## REQUIREMENT
Return, unchanged, the lines from the one containing "sky -> outline every instance" down through the final line of the records below.

Region labeling entries:
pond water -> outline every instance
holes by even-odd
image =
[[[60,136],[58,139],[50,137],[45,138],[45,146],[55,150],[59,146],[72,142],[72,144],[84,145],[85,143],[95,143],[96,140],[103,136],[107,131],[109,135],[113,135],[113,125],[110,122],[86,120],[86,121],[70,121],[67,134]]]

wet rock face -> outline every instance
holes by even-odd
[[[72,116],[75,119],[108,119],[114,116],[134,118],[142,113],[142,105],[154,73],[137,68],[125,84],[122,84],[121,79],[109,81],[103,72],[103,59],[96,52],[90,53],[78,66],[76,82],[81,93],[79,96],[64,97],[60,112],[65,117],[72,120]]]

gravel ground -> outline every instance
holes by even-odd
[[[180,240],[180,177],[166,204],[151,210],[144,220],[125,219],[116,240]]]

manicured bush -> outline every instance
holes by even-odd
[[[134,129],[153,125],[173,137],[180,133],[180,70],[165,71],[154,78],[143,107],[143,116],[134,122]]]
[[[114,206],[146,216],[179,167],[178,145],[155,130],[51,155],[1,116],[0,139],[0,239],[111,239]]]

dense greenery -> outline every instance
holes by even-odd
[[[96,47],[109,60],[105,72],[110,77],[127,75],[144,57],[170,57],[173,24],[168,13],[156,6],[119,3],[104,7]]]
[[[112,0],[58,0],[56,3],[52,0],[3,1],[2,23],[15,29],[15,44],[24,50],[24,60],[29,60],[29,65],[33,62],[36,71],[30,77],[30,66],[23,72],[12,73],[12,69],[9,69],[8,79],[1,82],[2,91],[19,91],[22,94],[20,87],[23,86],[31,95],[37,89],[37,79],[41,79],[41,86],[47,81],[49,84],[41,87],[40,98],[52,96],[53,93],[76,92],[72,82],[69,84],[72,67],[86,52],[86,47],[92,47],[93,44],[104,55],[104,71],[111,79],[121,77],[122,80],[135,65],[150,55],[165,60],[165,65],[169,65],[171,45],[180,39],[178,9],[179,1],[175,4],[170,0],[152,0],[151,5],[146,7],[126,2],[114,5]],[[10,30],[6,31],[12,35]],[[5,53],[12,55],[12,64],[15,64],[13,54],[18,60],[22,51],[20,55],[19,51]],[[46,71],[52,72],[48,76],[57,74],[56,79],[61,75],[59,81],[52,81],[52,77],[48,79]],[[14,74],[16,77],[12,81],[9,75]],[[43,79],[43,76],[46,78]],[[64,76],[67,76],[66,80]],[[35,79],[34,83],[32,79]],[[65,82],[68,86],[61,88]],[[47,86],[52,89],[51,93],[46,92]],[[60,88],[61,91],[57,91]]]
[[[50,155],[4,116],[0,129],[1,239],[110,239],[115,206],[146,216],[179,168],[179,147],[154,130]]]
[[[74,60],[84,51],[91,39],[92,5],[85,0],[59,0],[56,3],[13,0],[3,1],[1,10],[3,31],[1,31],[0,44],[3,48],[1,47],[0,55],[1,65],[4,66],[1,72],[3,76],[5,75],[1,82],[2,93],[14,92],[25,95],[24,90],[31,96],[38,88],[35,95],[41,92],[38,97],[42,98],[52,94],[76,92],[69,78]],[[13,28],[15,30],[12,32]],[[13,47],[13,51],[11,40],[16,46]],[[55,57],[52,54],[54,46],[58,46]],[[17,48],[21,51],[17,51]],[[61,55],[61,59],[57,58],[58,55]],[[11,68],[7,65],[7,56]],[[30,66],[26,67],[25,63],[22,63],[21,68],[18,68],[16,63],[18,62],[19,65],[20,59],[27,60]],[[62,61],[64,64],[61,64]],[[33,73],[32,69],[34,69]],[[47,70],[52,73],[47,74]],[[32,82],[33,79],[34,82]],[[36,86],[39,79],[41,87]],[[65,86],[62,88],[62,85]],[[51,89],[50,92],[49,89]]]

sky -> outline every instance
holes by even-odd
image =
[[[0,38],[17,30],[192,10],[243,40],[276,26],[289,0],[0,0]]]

## SOLUTION TO THIS TASK
sky -> outline every instance
holes by even-odd
image =
[[[0,38],[17,30],[192,10],[243,40],[276,26],[289,0],[0,0]]]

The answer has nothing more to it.